### INSTRUÇÃO DA TAREFA
Por favor, reproduza literalmente o trecho do texto sobre a Lei Seca que vai de "Sabe-se que muitos" até "do veículo [17].", incluindo essas palavras.

Sabe-se que muitos casos de TCE estão relacionados aos acidentes de trânsito. No Brasil, a partir do final de 1997 foi instituído o Código de Trânsito Brasileiro (CTB) que define atribuições aos órgãos ligados ao trânsito e estabelece normas de conduta, infrações e penalidades para os usuários. Outra medida de enfrentamento e controle desses acidentes foi a lei 11.705/2008, a chamada “Lei Seca”, que alterou parte do CTB e instituiu taxa sérica de alcoolemia zero para todos os condutores de veículo automotor, estabelecendo penalidades como multa, suspensão do direito de dirigir e apreensão do veículo [17].

Em um estudo que objetivou apresentar dados sobre a conduta de beber e dirigir na cidade de Belo Horizonte, Brasil apontou um impacto expressivo, com redução de cerca de 50% na prevalência de condutores dirigindo com algum nível de álcool no sangue, em 2008, quando comparado ao ano anterior, o que coincide com a mudança na legislação. O estudo permitiu determinar o grande impacto decorrente da Lei Seca [18]. Abreu et al. analisaram o impacto do CTB e da Lei Seca na mortalidade por acidentes de trânsito no estado do Paraná, Brasil, no período de 1980 a 2014, mostrando impacto nas taxas de mortalidade após a implantação das mesmas, porém com posterior aumento destas, enfatizando a continua e efetiva fiscalização das leis e avanços nas políticas públicas para controle das taxas de mortalidade [19].

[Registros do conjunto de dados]
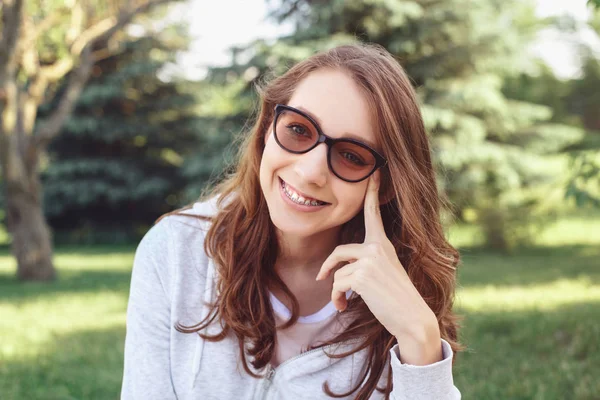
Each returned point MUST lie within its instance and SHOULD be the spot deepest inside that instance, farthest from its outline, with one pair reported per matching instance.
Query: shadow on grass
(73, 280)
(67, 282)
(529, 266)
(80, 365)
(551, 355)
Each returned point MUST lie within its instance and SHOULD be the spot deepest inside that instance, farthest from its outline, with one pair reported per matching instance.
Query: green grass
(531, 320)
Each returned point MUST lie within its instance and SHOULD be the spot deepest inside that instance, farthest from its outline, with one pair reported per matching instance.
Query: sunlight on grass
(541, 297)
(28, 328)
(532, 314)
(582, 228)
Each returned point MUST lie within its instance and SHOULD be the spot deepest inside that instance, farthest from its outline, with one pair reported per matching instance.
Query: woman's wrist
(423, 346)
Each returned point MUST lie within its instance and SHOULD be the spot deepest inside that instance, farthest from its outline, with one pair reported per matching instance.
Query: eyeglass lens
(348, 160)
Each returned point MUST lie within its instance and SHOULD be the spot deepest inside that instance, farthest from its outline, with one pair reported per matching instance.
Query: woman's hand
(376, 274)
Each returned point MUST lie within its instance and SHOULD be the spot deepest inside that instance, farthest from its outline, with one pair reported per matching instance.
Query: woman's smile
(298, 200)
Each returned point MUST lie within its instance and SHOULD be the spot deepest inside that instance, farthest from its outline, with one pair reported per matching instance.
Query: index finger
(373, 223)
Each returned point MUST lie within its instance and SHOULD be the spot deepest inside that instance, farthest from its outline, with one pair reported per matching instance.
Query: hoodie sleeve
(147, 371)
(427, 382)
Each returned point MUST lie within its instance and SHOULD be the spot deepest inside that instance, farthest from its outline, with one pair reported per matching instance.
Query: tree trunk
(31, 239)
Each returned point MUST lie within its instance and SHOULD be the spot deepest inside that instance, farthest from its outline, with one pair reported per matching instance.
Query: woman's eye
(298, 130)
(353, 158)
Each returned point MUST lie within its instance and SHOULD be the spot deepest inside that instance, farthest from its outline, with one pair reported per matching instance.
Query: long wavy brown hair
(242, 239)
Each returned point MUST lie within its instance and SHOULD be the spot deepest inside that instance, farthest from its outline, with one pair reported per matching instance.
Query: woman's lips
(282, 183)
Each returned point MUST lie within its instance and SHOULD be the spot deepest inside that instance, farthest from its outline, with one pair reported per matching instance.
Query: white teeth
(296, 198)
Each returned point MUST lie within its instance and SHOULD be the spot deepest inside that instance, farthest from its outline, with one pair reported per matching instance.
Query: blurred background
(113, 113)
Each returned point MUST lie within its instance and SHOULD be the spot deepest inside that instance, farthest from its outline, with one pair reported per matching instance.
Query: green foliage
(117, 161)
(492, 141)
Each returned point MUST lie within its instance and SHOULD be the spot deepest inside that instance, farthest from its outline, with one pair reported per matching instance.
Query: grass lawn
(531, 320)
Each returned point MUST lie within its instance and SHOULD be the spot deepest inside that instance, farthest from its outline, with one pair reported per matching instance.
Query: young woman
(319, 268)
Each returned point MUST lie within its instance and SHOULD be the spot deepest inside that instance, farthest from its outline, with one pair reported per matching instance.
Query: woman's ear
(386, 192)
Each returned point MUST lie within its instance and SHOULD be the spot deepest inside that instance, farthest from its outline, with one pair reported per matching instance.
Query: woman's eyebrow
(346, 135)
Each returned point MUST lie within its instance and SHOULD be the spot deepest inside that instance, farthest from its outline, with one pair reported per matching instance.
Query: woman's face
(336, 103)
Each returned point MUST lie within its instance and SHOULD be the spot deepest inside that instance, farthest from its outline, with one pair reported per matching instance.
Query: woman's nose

==

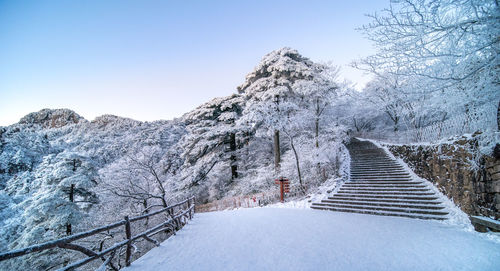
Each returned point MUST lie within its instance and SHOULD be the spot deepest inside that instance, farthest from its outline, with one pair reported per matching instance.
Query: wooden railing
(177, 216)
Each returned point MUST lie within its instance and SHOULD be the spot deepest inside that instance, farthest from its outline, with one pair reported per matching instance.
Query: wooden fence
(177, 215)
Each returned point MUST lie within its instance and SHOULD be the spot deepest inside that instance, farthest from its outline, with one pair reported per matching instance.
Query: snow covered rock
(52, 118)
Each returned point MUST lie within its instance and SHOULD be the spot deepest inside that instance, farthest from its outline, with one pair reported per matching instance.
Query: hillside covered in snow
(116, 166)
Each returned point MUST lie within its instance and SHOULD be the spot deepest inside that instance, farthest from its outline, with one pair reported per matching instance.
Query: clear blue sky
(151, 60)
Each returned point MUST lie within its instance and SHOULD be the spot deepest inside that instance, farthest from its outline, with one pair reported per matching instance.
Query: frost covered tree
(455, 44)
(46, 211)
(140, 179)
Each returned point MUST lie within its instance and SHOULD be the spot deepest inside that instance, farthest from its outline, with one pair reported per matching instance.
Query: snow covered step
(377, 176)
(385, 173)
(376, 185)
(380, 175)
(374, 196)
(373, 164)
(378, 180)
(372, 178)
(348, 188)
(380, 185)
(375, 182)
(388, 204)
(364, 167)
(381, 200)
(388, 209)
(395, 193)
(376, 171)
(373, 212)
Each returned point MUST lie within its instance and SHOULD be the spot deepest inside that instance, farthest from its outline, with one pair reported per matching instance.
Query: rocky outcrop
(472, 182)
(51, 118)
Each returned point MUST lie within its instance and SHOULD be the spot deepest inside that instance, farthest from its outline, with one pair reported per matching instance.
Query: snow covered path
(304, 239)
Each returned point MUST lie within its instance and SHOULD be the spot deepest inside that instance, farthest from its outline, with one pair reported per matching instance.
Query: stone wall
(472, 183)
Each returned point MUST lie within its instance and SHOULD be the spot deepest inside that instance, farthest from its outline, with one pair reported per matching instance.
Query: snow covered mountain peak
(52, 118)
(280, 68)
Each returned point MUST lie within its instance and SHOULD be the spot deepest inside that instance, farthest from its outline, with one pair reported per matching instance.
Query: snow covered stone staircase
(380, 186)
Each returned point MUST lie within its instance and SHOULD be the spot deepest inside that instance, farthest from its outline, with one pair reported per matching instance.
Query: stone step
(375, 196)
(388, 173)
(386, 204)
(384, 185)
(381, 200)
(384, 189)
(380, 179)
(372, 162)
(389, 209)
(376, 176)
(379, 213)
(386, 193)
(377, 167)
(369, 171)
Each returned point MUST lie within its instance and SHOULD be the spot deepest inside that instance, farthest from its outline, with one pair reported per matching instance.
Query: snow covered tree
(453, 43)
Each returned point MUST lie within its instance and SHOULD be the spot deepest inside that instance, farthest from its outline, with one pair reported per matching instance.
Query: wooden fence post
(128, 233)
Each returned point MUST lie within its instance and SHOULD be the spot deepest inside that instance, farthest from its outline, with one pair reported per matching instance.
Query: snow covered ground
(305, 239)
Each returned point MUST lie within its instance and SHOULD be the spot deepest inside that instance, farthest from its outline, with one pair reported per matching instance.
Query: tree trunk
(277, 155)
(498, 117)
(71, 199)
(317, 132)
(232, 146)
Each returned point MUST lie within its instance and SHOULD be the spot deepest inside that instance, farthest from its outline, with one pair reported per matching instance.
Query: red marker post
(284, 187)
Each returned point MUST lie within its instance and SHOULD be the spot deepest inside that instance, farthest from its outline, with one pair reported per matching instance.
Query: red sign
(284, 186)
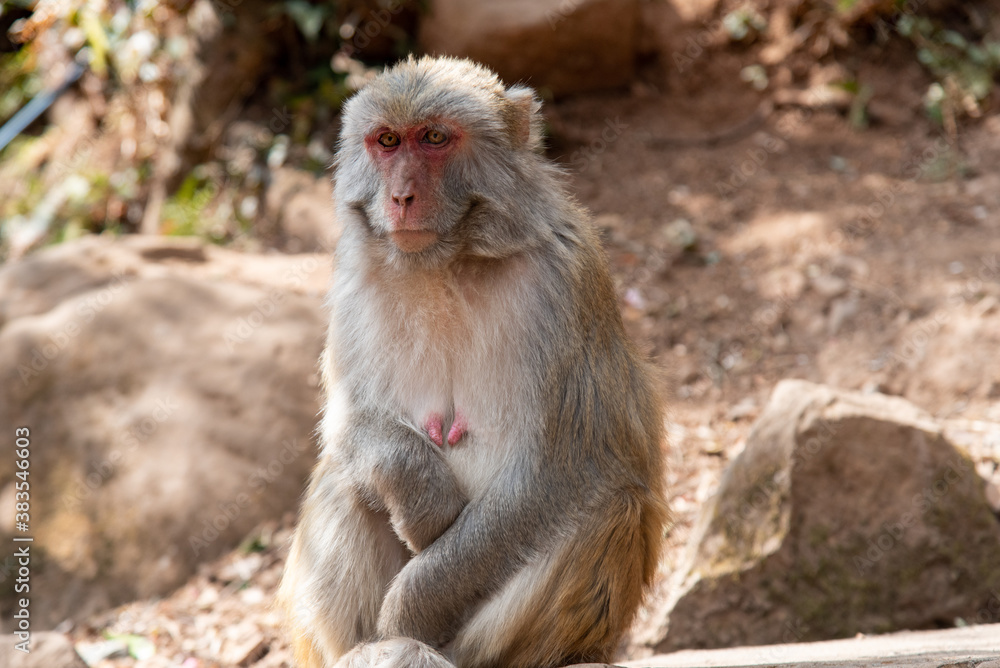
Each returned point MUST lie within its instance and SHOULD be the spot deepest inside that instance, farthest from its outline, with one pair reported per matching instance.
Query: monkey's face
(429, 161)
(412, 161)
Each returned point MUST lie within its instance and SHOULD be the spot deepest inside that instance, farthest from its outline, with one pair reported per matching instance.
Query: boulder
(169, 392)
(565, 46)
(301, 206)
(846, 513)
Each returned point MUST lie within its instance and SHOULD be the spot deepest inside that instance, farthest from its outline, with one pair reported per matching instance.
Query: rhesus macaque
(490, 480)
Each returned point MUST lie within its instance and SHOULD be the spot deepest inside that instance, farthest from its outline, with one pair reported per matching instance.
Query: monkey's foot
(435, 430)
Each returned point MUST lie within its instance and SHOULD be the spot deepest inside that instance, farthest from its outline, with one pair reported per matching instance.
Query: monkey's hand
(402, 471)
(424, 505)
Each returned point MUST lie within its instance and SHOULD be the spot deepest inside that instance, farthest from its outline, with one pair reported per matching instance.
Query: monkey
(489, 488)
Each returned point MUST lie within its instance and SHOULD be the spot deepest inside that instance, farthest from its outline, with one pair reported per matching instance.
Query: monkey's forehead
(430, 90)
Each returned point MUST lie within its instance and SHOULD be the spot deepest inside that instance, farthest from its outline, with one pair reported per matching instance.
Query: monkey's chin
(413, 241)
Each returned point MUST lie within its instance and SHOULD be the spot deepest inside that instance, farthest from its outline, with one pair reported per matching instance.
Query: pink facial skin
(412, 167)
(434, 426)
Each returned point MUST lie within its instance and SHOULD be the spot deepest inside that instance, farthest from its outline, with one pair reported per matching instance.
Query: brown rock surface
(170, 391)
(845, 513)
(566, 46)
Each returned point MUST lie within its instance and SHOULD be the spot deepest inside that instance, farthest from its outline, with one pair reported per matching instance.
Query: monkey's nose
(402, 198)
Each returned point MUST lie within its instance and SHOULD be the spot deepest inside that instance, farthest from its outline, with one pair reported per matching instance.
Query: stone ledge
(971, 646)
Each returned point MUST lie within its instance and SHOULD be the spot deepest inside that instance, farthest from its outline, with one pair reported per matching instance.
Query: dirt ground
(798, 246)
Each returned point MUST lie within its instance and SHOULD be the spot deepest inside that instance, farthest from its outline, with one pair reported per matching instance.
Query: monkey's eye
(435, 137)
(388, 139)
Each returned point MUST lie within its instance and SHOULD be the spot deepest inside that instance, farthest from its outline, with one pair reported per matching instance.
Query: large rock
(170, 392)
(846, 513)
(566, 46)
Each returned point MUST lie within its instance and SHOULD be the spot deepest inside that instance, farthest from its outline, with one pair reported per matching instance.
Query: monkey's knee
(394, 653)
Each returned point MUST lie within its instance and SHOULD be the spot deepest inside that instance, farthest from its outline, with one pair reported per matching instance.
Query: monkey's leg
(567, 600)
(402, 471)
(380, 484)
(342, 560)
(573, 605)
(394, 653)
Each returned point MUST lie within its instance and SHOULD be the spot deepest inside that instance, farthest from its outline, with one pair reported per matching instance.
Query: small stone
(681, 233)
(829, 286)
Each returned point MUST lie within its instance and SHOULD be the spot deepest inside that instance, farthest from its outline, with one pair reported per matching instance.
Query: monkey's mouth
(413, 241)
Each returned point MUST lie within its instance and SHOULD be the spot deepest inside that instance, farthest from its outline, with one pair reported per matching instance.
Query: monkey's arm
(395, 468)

--

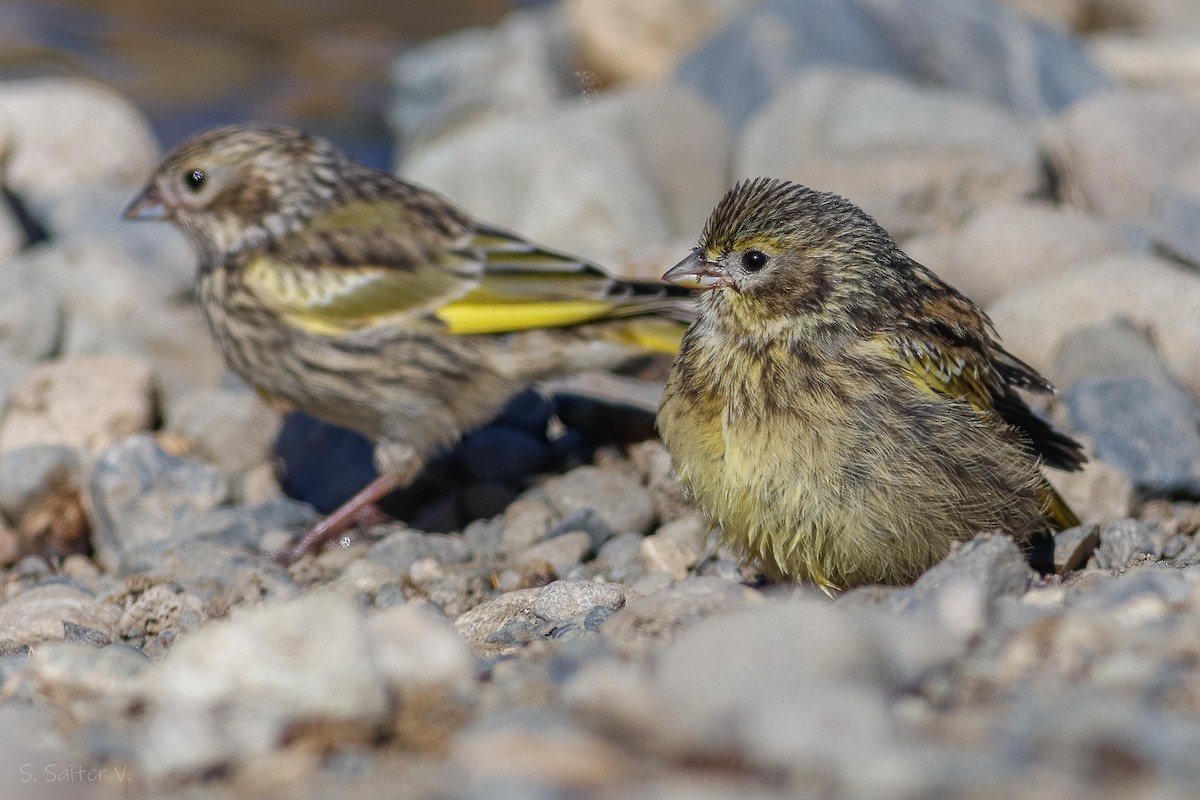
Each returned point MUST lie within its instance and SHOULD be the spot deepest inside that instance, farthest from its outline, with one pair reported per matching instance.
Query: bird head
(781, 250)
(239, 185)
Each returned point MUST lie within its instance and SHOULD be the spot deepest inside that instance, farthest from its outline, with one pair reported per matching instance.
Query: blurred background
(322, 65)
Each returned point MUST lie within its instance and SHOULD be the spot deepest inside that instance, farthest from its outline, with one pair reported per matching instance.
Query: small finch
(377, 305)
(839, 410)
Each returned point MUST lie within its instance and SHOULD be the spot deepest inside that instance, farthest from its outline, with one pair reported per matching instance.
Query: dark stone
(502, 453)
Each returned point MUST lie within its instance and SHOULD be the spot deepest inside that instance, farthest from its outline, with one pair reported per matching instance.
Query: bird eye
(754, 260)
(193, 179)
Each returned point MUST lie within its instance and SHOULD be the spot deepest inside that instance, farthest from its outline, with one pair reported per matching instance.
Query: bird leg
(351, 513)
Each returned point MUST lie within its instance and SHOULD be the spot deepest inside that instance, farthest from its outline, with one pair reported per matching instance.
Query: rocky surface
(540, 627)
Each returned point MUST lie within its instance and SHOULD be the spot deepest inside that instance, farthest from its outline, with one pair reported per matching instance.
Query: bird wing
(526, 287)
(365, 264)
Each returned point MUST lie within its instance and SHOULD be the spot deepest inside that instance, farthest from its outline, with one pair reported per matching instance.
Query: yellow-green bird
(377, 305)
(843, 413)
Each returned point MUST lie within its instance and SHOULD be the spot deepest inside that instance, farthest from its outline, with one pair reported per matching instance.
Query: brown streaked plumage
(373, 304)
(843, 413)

### SOLUÇÃO DA TAREFA
Sabe-se que muitos casos de TCE estão relacionados aos acidentes de trânsito. No Brasil, a partir do final de 1997 foi instituído o Código de Trânsito Brasileiro (CTB) que define atribuições aos órgãos ligados ao trânsito e estabelece normas de conduta, infrações e penalidades para os usuários. Outra medida de enfrentamento e controle desses acidentes foi a lei 11.705/2008, a chamada “Lei Seca”, que alterou parte do CTB e instituiu taxa sérica de alcoolemia zero para todos os condutores de veículo automotor, estabelecendo penalidades como multa, suspensão do direito de dirigir e apreensão do veículo [17].